_Stated problem:_ Reproduce the entire listing below word for word, from its first line to its last.

_Extracted records:_

·····

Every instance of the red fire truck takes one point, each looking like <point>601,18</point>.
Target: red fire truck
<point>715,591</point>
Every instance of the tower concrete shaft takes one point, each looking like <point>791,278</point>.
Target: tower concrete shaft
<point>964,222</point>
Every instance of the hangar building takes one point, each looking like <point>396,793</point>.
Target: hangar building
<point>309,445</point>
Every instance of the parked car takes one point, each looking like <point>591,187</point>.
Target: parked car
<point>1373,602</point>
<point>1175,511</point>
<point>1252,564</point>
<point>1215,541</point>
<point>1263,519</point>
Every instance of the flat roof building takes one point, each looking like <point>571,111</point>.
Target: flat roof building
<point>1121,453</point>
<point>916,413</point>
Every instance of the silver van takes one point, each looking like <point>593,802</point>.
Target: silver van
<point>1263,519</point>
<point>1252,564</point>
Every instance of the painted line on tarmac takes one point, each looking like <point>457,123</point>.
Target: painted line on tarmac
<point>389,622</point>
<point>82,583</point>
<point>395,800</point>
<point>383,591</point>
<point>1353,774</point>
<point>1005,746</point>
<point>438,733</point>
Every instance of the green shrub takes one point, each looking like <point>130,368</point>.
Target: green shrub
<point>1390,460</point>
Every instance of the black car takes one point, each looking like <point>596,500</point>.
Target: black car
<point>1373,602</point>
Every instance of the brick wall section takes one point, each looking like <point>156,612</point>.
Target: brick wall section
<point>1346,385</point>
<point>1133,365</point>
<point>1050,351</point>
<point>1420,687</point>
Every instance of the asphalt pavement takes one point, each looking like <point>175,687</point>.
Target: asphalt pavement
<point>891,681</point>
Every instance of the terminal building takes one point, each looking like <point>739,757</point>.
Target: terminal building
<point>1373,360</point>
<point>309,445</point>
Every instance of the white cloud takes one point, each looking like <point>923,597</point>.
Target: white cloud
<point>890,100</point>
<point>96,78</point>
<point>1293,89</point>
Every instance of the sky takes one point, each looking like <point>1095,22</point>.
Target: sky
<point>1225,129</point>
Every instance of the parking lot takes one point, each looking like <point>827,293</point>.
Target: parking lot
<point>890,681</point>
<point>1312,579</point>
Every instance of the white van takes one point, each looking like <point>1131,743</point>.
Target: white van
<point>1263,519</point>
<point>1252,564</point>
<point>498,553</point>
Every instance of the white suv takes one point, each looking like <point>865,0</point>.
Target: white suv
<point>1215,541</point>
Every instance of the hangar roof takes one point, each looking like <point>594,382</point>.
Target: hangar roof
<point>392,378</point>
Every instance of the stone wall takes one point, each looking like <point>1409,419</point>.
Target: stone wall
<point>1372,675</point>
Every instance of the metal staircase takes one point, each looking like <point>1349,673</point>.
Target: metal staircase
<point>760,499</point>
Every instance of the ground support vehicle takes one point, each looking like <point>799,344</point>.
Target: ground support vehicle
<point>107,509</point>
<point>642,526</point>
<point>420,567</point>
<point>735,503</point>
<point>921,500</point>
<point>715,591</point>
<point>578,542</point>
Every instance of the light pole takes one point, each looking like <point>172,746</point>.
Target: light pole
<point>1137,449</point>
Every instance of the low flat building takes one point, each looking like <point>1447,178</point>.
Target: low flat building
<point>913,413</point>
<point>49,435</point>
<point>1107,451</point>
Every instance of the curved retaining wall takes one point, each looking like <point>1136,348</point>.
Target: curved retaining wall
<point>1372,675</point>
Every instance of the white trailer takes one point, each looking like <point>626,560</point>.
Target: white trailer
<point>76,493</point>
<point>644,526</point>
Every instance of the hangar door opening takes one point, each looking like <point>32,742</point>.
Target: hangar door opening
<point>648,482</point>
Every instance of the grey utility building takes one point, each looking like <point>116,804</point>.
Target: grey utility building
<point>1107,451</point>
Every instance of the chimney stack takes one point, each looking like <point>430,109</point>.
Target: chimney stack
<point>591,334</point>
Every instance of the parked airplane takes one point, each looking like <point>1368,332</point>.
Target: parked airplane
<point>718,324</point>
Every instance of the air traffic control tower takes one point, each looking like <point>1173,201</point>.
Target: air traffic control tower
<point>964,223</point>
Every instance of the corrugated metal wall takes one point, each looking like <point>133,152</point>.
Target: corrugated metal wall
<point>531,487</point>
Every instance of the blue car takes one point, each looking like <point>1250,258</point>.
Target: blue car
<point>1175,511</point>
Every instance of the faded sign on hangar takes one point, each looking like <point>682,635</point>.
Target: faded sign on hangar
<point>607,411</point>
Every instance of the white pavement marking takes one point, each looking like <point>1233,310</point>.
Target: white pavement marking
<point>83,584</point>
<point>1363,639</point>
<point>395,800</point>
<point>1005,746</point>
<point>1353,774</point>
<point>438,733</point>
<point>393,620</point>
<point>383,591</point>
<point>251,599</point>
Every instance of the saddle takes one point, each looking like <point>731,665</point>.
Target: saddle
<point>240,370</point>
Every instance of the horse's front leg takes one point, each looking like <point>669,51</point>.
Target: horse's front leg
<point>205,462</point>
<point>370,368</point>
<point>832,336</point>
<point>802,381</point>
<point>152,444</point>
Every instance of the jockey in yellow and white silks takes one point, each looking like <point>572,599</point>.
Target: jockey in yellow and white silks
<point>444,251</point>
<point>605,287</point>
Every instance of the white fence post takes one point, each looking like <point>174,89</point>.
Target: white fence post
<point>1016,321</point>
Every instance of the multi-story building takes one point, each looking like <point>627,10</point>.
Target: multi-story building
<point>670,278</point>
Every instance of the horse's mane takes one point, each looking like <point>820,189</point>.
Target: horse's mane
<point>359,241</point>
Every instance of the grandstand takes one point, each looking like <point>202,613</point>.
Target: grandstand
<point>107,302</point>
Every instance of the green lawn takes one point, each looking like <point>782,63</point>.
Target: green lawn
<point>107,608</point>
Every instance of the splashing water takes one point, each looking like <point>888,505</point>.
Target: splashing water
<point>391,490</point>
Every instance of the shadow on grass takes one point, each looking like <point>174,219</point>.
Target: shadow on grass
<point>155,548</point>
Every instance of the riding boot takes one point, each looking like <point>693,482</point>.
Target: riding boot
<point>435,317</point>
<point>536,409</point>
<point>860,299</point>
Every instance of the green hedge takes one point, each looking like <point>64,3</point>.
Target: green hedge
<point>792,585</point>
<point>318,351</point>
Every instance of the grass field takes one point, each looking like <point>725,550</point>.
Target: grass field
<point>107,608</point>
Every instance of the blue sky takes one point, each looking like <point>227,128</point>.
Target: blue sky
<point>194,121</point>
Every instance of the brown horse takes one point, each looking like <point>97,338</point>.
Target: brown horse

·····

_Expected answer:_
Every instance of the red fire truck takes one point, each looking like <point>601,18</point>.
Target: red fire truck
<point>715,591</point>
Every instance of the tower concrete shaft takes one point, each looking like <point>791,278</point>.
Target: tower concrete shaft
<point>964,222</point>
Every instance of the hangar building takes one point, each looking like <point>396,793</point>.
Target: hangar building
<point>309,445</point>
Every instance of the parked car takes one point, each looking like <point>591,187</point>.
Target: parked car
<point>1373,602</point>
<point>1175,511</point>
<point>1252,564</point>
<point>1215,541</point>
<point>1263,519</point>
Every instance of the flat roof building takes one point, each looking like <point>571,111</point>.
Target: flat roof building
<point>1121,453</point>
<point>916,413</point>
Every instance of the silver van takes one point, each looking like <point>593,802</point>.
Target: silver van
<point>1263,519</point>
<point>1252,564</point>
Every instance of the painted line on tarmac takes one point, each looking like <point>457,123</point>.
Target: painted line on tarmac
<point>389,622</point>
<point>82,583</point>
<point>395,800</point>
<point>383,591</point>
<point>1353,774</point>
<point>1005,746</point>
<point>438,733</point>
Every instance of the green shrub takes one point, each looking like <point>130,368</point>.
Target: green shrub
<point>1390,460</point>
Every instance of the black car takes one point, each looking like <point>596,500</point>.
Target: black car
<point>1373,602</point>
Every instance of the brick wall section takes one point, each looking like <point>156,612</point>.
Target: brick wall section
<point>1346,385</point>
<point>1133,365</point>
<point>1050,351</point>
<point>1420,687</point>
Every instance of the asphalt pavement takes one point, each looking like <point>175,687</point>.
Target: asphalt pavement
<point>891,681</point>
Every instance of the terminal building takes one point, each looking like <point>739,757</point>.
Target: terminal building
<point>1373,360</point>
<point>309,445</point>
Every instance of the white cloud takes one point, each looking like <point>923,597</point>.
Target: white cloud
<point>890,100</point>
<point>96,78</point>
<point>1293,89</point>
Every instance of the sky takes one point, each looking like <point>1095,22</point>.
Target: sky
<point>1225,129</point>
Every instance of the parking lot takes one point, each looking like <point>827,293</point>.
Target: parking lot
<point>890,681</point>
<point>1312,579</point>
Every instance of the white van takes one point, each looking like <point>1131,743</point>.
Target: white van
<point>1263,519</point>
<point>1252,564</point>
<point>498,553</point>
Every instance of the white suv takes one point, each looking like <point>865,0</point>.
Target: white suv
<point>1215,541</point>
Every instance of the hangar roof takes one point, each looking like <point>594,382</point>.
Target: hangar roof
<point>392,378</point>
Every instance of the stone wall takes one point, each looking like <point>1409,419</point>.
Target: stone wall
<point>1372,675</point>
Every instance of the metal staircase takes one point, each looking like <point>1349,673</point>.
Target: metal staircase
<point>760,499</point>
Every instance of the ground support vehicle takes one point, each looking like <point>799,344</point>.
Target: ground support vehicle
<point>107,509</point>
<point>642,526</point>
<point>420,567</point>
<point>735,503</point>
<point>921,500</point>
<point>715,591</point>
<point>578,542</point>
Every instance of the light pole takes one point, each looking like <point>172,746</point>.
Target: light pole
<point>1137,449</point>
Every instance of the low flat building takes one point, each looking like <point>1447,178</point>.
Target: low flat building
<point>913,413</point>
<point>49,435</point>
<point>1107,451</point>
Every instance of the curved retaining wall takes one point, each looking like <point>1136,348</point>.
Target: curved retaining wall
<point>1372,675</point>
Every instance of the white trailer takes one point, each looking like <point>626,560</point>.
Target: white trailer
<point>76,493</point>
<point>644,526</point>
Every instance of the hangar door opening takes one point, each looking like <point>32,742</point>.
Target: hangar door opening
<point>648,482</point>
Every instance of the grey utility building takes one point, each looking like <point>116,804</point>.
Target: grey utility building
<point>1107,451</point>
Every instance of the chimney stack takes one point, each looking like <point>430,109</point>.
Target: chimney stack
<point>591,334</point>
Every instance of the parked airplane takes one point, each looking like <point>1368,332</point>.
Target: parked airplane
<point>718,324</point>
Every instance of the air traffic control tower takes one point, each looking like <point>1173,201</point>.
Target: air traffic control tower
<point>964,223</point>
Every instance of the corrugated metal wall takes one point, each looking like <point>133,152</point>.
Target: corrugated metal wall
<point>531,487</point>
Every instance of the blue car takes one point, each looking like <point>1250,258</point>.
Target: blue car
<point>1175,511</point>
Every instance of the faded sign on hangar takes one point, each looking like <point>682,635</point>.
Target: faded sign on hangar
<point>607,411</point>
Every instance of the white pavement marking takes one point, each looking like <point>1233,310</point>.
Target: white pavement marking
<point>83,584</point>
<point>1363,639</point>
<point>395,800</point>
<point>1005,746</point>
<point>1353,774</point>
<point>438,733</point>
<point>393,620</point>
<point>383,591</point>
<point>251,599</point>
Every instance of the saddle takes one point, each looking like <point>731,665</point>.
Target: saddle
<point>240,370</point>
Every instance of the horse's front leg takes one point, each looking like <point>669,51</point>.
Target: horse's front leg
<point>205,462</point>
<point>370,368</point>
<point>832,336</point>
<point>802,381</point>
<point>152,444</point>
Every instance of the jockey in yellow and white silks takes one point, each looking like <point>572,599</point>.
Target: jockey in yellow and white silks
<point>444,251</point>
<point>605,287</point>
Every instance of the white fence post takes one point, each looking like <point>174,89</point>.
Target: white fence post
<point>1016,321</point>
Every instance of the multi-story building takes one point, each looking like <point>627,10</point>.
Target: multi-story building
<point>670,278</point>
Every instance of the horse's mane takes one point, each looking like <point>820,189</point>.
Target: horse's mane
<point>359,241</point>
Every instance of the grandstand takes one point, each looking like <point>202,613</point>.
Target: grandstand
<point>107,302</point>
Every instance of the green lawn takes one point, each looking like <point>782,63</point>.
Target: green lawn
<point>107,608</point>
Every instance of the splashing water takes one point, each looking like <point>888,505</point>.
Target: splashing water
<point>391,490</point>
Every instance of the shadow on grass takes one point, each looking like <point>174,219</point>.
Target: shadow on grass
<point>155,548</point>
Every instance of the riding boot takes one point, each looking like <point>693,482</point>.
Target: riding boot
<point>435,317</point>
<point>536,409</point>
<point>860,299</point>
Every instance of the green hedge takes one point, each looking like <point>64,3</point>.
Target: green hedge
<point>792,585</point>
<point>318,351</point>
Every instance of the grass field takes one point, each looking like <point>725,550</point>.
Target: grass field
<point>107,608</point>
Every instance of the blue sky takes one point, each looking like <point>227,128</point>.
Target: blue sky
<point>194,121</point>
Every instance of the brown horse takes one point, each looking like <point>97,338</point>.
Target: brown horse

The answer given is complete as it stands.